The term VUCA, an acronym of Volatile, Uncertain, Complex and Ambiguous was originated by the American military to describe extreme conditions during warfare. VUCA has more recently been adopted by an increasing number of CEO’s and organisations as a framework to approach different types of challenging situations bought about due to external factors such as politics, economics, society, advancing technology and the environment. To provide insight on the relevance of VUCA for today’s leaders, and to highlight the importance of having the ability, skills and mindset to lead in VUCA world, the following list provides examples of each element:




liable to change rapidly and unpredictably, especially for the worse

We are more interconnected on a global scale than ever before and with this interconnectedness comes volatility. A recent example of volatility was seen in how the slowdown in China’s growth impacted financial markets this year and how those same global markets behaved following the UK’s ‘Brexit’ vote.  Terrorist attacks are another source of volatility that can destabilize economies and global relationships. For business this financial volatility can affects things like supply chain of products and components bought from overseas priced in local currencies and the selling of products in internationally. As these changes impact the global markets, leaders need be agile and responsive, having strategies in place to manage risk.

:::

Can you shorten the paragraph in the VUCA text that begins "We are more interconnected" into a bulleted list that keeps its main facts?

:::

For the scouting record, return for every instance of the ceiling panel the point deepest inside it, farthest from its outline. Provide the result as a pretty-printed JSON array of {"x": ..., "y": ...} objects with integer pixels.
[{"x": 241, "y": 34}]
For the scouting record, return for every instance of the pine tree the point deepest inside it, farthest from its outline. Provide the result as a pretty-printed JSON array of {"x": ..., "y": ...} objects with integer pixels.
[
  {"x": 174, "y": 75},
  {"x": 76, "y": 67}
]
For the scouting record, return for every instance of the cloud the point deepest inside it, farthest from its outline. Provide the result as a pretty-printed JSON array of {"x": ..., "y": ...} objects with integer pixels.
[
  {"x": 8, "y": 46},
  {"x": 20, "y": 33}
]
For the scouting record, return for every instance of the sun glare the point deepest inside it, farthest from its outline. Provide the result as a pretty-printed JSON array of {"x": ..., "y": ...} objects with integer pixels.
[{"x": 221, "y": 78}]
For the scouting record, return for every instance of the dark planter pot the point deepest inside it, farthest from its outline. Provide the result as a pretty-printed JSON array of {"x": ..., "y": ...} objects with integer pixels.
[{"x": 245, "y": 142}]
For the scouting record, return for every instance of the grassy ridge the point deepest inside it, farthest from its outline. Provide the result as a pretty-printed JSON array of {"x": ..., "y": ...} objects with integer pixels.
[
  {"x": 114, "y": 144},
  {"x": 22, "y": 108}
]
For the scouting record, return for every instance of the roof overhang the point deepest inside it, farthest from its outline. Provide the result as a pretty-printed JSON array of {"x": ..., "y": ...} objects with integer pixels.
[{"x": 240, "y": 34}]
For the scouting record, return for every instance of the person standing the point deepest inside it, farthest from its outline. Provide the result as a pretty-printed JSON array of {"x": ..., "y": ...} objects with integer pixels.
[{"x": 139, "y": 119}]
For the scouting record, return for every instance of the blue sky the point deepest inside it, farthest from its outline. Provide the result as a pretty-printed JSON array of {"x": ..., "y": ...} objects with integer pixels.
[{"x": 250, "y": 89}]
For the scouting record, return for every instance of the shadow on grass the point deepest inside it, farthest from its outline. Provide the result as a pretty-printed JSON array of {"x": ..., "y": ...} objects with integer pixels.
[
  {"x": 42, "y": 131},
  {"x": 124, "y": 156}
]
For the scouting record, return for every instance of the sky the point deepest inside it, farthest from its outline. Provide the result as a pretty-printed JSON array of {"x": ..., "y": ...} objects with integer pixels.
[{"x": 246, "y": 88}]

:::

» CORRECT ANSWER
- Greater global interconnectedness brings volatility.
- Recent examples: China's growth slowdown affected financial markets this year, and global markets reacted to the UK's "Brexit" vote.
- Terrorist attacks can also destabilize economies and global relationships.
- For business, financial volatility affects supply chains for products and components bought overseas and priced in local currencies, as well as international sales.
- Leaders must be agile and responsive, with strategies in place to manage risk.